- **SECCIÓN DEL DOCUMENTO**
========================================
En el año 1962 Manolo Safont expuso en Madrid, en la Sala de Exposiciones de la Dirección General de Bellas Artes, en la calle Marqués de Cubas, 15. Por aquellas fechas la singularidad de sus trabajos había llamado la atención entre la crítica, porque no era frecuente en el panorama artístico español la presencia de artistas que empleasen la cerámica como modo de expresión, al mismo nivel que lo hacían los pintores y escultores de las vanguardias artísticas del momento.
El catálogo de la exposición contó con un sentido texto del periodista y escritor José Luis Castillo Puche (1919-2004), que en lenguaje de la época glosó las excelencias del Levante feliz [sic] de donde procedía el autor, así como la singularidad y excepcionalidad de su trabajo. Dice así:
En esta tierra de fruición que es el Levante feliz, justamente en la raya de
Onda, tierra caliente como pan recién sacado del horno, o más bien como tierra
hecha pan de arte cocido con los apuros de la necesidad, nos ha surgido un
nuevo artista del barro, un nuevo ceramista, riguroso gozador de la luz y de
los colores, sufrido develador del misterio que hay en esa dócil y nunca domada
materia que es la tierra.
Safont es un hallazgo, un delicado y portentoso hallazgo. No busquemos en su
obra ruido de los sentidos. La genialidad de Safont consiste en que, con elementos
muy simples, él logra ese milagro que es la emoción profunda, la emoción
metafísica. Hay en los paneles de Safont ese algo tan difícil que, partiendo de
los datos objetivos de la naturaleza viva o muerta, es capaz de hacer que el
corazón se paralice unos instantes y que la cabeza saque de adentro aquellas
razones que el corazón sólo podrá reconocer como suyas en silencio y a costa de
un doloroso trabajo. Quiero decir con esto que Safont no es un ceramista más o
un decorador complaciente y experto. Safont es un artista original,
sugestionante, patético, un artista originalmente grave y serio.
¿No hay en Levante un camino difícil para un arte duro, exacto, esencial,
creador de formas inéditas, de formas casi trágicas, de formas diríamos que
sagradas, frente a la avalancha de colorido y de riqueza que dan la tierra y el
cielo? Aquí hay un artesano con inspiración matemática que bien pudiera servir
de guía a muchos pintores, serviles entusiastas de la glosa superficial del
ambiente. Safont es un trabajador fundamentalmente honesto. Él sabe que la
arcilla, los colores y hasta las figuras son algo más que magia de las manos y
archivo de un clima de comodidad. Y por eso su arte, que ha sido siempre arte
sacrificado, rudo, heroico -porque su vocación y su vida lo son-, nos presenta
en estos paneles auténticas apelaciones, radicales y últimas, contra el tópico
de la decoración halagadora.
========================================
- **SECCIÓN DE DATOS**
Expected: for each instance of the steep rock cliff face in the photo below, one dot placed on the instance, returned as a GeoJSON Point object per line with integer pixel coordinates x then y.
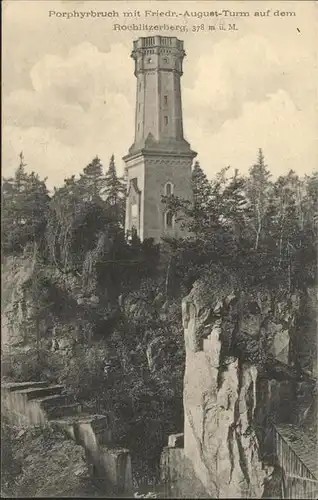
========================================
- **INSTRUCCIÓN 1**
Según el texto sobre la exposición de Manolo Safont, ¿en qué calle de Madrid estaba la sala donde expuso en 1962?
- **INSTRUCCIÓN 2**
Escribe la continuación del texto sobre la exposición de Manolo Safont a partir de su última frase.

- **RESPUESTA 1**
En la calle Marqués de Cubas, 15.

- **RESPUESTA 2**
Que hablen los críticos de su técnica, tan personal, de sus ensayos e
innovaciones, de su objetivación poética a base de artefactos domésticos y
familiares. A mí me interesa principalmente destacar la personalidad de Safont,
su resistencia a expresar solamente lo que la tierra y los colores parecen
llamados a expresar, y sus esfuerzos por adentrarse en un mundo mucho más
ambicioso. Así, sus paneles adquieren categoría de lienzos, en los cuales
gravita un mundo de exploración comprometida y drámática. La cerámica de
Safont, más que decoración es teoría, más que realidad palpitante es pesadilla,
más que ritmo sensorial es geometría del espíritu...
La exposición estaba formada por veinticinco cuadros: bodegones, paisajes de Onda, figuras humanas, composiciones religiosas, y algunas otras de tema indefinido en el breve listado que aparece en el catálogo, en el que además se reprodujeron media docena de imágenes, en blanco y negro, que son de gran ayuda para tener una mejor idea de la manera de trabajar de Manolo Safont por aquellas fechas, ya que actualmente se conocen muy pocas obras de sus primeros años, entre las cuales las dos que se reproducen a continuación, cuyo paradero desconocemos.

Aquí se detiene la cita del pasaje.